*WORK TASK*: Among the entries below, find every line that has "trace" and pull it out.

*INPUT*:
****************************************
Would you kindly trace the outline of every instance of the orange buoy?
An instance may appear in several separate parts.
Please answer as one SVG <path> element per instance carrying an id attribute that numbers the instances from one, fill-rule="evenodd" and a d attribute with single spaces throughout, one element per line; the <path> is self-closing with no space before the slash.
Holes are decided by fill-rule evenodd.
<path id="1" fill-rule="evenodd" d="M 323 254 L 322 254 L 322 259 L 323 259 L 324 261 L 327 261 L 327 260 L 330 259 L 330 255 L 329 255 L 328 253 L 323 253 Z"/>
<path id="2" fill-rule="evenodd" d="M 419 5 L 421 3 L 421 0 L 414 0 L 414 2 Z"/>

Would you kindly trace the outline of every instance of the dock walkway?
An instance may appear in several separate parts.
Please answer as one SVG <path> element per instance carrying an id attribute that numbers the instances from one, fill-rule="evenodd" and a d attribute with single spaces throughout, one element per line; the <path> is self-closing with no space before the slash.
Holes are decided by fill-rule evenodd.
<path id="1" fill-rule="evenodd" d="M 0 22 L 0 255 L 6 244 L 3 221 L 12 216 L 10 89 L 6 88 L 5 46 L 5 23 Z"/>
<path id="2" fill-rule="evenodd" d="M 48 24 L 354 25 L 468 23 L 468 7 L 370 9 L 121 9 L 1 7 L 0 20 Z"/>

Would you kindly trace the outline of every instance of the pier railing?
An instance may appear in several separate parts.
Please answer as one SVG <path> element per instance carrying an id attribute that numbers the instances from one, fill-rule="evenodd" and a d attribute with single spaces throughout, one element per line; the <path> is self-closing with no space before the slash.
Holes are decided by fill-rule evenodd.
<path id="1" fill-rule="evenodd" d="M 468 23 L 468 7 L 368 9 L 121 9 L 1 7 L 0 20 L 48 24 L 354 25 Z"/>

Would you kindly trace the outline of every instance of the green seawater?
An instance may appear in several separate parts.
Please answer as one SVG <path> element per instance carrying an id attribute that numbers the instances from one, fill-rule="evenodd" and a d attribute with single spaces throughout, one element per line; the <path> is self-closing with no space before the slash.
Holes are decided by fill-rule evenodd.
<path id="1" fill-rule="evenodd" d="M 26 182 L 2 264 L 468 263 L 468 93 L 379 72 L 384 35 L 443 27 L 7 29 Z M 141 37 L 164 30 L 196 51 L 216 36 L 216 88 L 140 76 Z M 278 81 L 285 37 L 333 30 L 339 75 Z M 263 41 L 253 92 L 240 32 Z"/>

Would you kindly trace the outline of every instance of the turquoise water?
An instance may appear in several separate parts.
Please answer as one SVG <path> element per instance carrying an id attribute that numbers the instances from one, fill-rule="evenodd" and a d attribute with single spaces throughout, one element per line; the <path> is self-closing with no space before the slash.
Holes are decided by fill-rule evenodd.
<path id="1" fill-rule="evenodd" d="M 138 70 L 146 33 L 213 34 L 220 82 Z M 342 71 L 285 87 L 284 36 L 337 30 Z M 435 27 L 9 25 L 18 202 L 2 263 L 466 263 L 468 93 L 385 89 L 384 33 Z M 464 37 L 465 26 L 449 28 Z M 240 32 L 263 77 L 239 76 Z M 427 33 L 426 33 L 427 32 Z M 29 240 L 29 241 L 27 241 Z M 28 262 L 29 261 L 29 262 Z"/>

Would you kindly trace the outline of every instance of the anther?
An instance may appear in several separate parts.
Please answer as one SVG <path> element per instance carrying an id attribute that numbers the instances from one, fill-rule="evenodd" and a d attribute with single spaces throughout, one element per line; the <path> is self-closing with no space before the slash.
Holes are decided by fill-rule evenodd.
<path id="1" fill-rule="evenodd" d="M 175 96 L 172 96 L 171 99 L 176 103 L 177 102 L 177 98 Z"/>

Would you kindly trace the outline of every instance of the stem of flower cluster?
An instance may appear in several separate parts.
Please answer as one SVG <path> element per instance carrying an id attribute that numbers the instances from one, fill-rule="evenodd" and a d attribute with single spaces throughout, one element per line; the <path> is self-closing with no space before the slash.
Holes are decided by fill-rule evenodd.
****************************************
*PROBLEM SOLUTION*:
Would you kindly trace the outline of every instance of the orange buoy?
Would you kindly trace the outline of every instance of the dock walkway?
Would you kindly trace the outline of every instance of the pier railing?
Would you kindly trace the outline of every instance of the green seawater?
Would you kindly trace the outline of every instance of the turquoise water?
Would you kindly trace the outline of every instance of the anther?
Would you kindly trace the outline of every instance of the stem of flower cluster?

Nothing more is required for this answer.